─── SOURCE RECORDS

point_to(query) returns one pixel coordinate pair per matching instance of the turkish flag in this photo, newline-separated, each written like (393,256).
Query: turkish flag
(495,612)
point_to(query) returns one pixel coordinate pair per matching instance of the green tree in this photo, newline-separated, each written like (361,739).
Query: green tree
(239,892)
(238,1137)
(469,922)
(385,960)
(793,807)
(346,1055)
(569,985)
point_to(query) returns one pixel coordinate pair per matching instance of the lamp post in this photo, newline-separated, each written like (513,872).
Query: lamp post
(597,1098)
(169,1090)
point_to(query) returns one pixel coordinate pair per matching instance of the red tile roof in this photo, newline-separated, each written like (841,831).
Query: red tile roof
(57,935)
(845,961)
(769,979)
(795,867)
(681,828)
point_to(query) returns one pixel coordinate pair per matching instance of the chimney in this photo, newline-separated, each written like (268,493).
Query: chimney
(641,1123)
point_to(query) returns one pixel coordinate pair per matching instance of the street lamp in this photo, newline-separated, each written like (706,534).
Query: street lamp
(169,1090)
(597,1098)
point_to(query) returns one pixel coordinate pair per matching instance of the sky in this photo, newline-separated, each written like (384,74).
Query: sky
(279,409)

──────

**EXERCISE AIM:**
Every record must appear in the answer exactly as written.

**TASK RESULT:**
point_to(query) returns one pixel coordinate pair per matching instance of the turkish flag in this photo, newline-separated, each written like (393,256).
Query: turkish flag
(495,612)
point_to(query) returns one pixel coordinate pair per matching instance of the green tree in this photo, newline-separated, each written like (361,739).
Query: green tree
(239,892)
(238,1137)
(469,922)
(385,960)
(793,807)
(346,1055)
(569,985)
point_to(query) returns one pixel coordinate pair per matching instance of the lamp post in this photo, newline-separated, each written like (513,872).
Query: lamp post
(597,1098)
(169,1090)
point_to(query) returns one pixel coordinate pair per matching instance of the red tile roof in this photo, newline-separated, each written like (841,831).
Query: red tile roof
(57,935)
(845,961)
(769,979)
(795,867)
(681,828)
point_to(query) returns one pixel coordinate pair per matching instance of the chimney in this photo, newline-separated, each written like (268,493).
Query: chimney
(641,1123)
point_to(query) returns one pixel coordinate pair per matching instance of the street lamp in this photo, newline-separated, each written like (706,534).
Query: street lamp
(169,1090)
(597,1098)
point_to(query) returns one pixel coordinate pair per matching instance of the sky in this photo, newline-separated, each written like (384,74).
Query: sky
(279,409)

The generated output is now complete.